#### The request
According to the notes on reinforcement learning, what does the function np.argmax() return?

#### Source document
:::

Value sum of discounted future rewards,
given a policy $\ \pi=\pi(S)$

$$ V^\pi(S) = \sum_{t=0}^\infty \gamma^t \langle R_{t+1}\rangle $$

$\gamma\in[0,1]$ discounting factor
$R_1$ first reward, not $R_0$ (!)
:: for transitioning to next state
:: not for being at a given state
Q-Value value if first action is taken determistically

$$ V^\pi(S) = \sum_{A\in \tilde{A}(S)} \pi(S,A)\, Q^\pi(S,A), \quad\qquad S'=S(A), $$

$\pi(S,A)$ probability to take action $\ A\ $ when being in state $\ S$

Bellman equation

if action $\ A\in \tilde{A}(S)\ $ is taken (100%), then

$$ Q^\pi(S,A) = R(S,A) + \gamma\, V^\pi(S'), \quad\qquad S' = S(A) $$

$R(S,A)$ reward for reaching $\ S'$, viz when starting in $\ S\ $ and taking action $\ A\ $
alternatively, use $\ \pi(S)\ $ for a weighted average over all actions

temporal difference learning

policy and values needs to be learned / estimated
interdependence, e.g.
greedy policy when maximizing estimated rewards
temporal difference learning (TD)
for improving current value estimates $\ V(S)$
:: learning rate $\ \epsilon\ll1$

$$ V(S)\ \to\ (1-\alpha)V(S) + \alpha \big[ R(S')+\gamma V(S') \big] $$

for a specific action $\ A$
many simulations → average over policy (in first step)
look one step ahead

off/on policy learning

on / off policy
steps for updating $\ \pi\ $ use only / not only $\ \pi$

state action reward state action (SARSA)

$$ Q^{\rm new}(S_t, A_t) \ =\ (1 - \alpha) Q(S_t,A_t) + \alpha \, \left[R_{t+1} + \gamma \, Q(S_{t+1}, A_{t+1})\right] $$

look two steps ahead
$A_{t+1}$ action taken in next state
on policy

Q-learning

$$ Q^{\rm new}(S_t, A_t) \ =\ (1 - \alpha) Q(S_t,A_t) + \alpha \, \left[R_{t+1} + \gamma \, Q^{\rm best}(S_{t+1})\right] $$

off policy
$Q^{\rm best}(S_{t+1})$ selected heuristically
e.g., greedy

$$ Q^{\rm best}(S_{t+1}) =\max_{A'} Q(S_{t+1},A') $$

Q-learning leads to training datasets (distribution of states visited) changing with time
:: may lead to catastrophic forgetting / instabilities
:: idem for RL in general

Q-learning code

walker
not blind → local strategy optimization
small state/action space → lookup tables for Q possible
np.random.choice() random item from list
np.argmax() index from largest item
normally exploration only during training
Open Spiel RL framework for games (Google/Deepmind)

#!/usr/bin/env python3

#
# Q learning for walker (not blind)
#
# based on
# https://www.geeksforgeeks.org/q-learning-in-python/

import numpy as np

# environment
n_states   = 6   # number of states in a linear world
n_actions  = 2   # number of possible moves (distances)
goal_state = 5   # game ends with a win
loss_state = 3   # game ends with a loss

# initialize Q-table with zeros
Q_table = np.zeros((n_states, n_actions))

:::

#### Available data
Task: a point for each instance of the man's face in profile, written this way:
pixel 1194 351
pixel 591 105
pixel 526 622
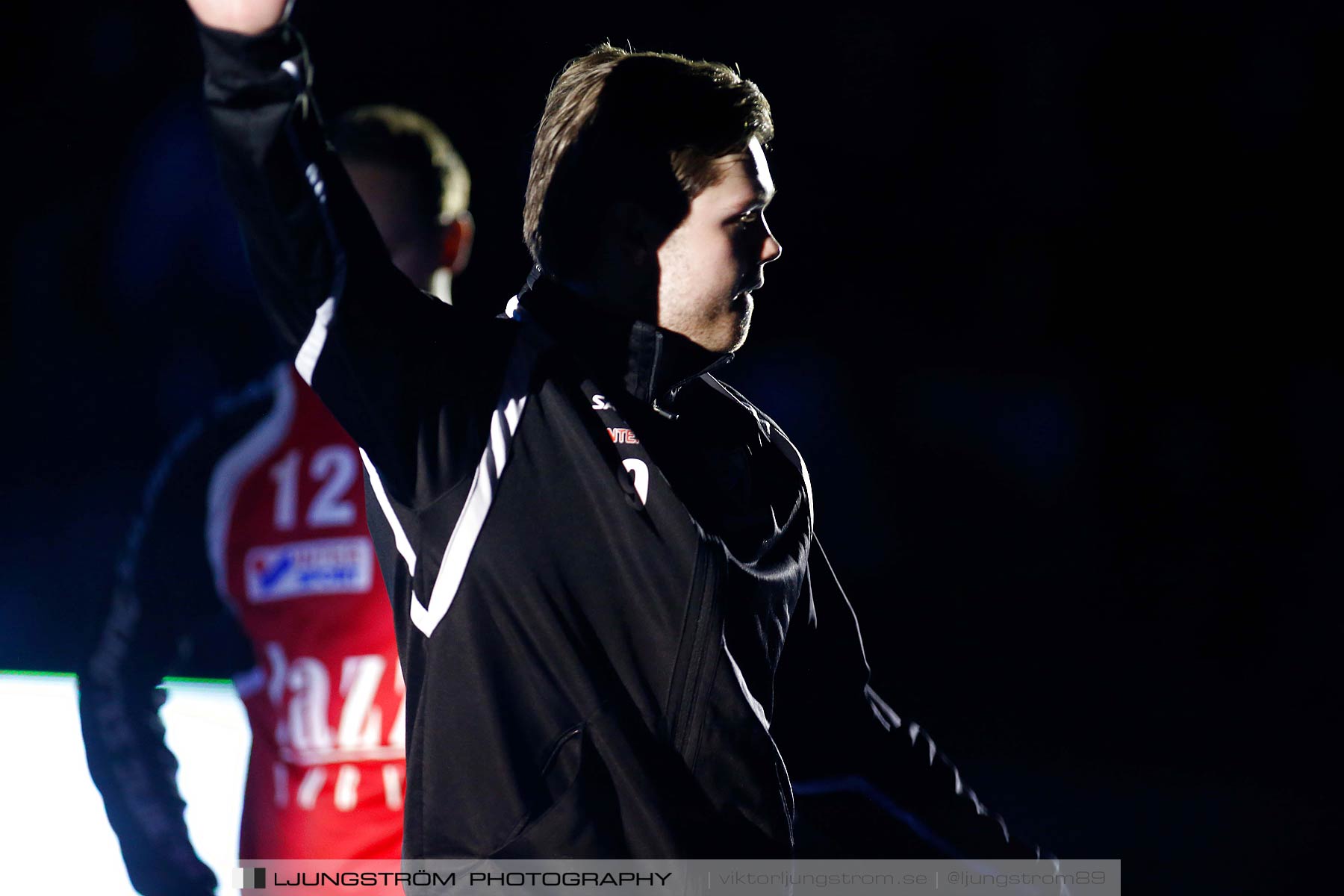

:::

#### Output for this task
The index of the largest item.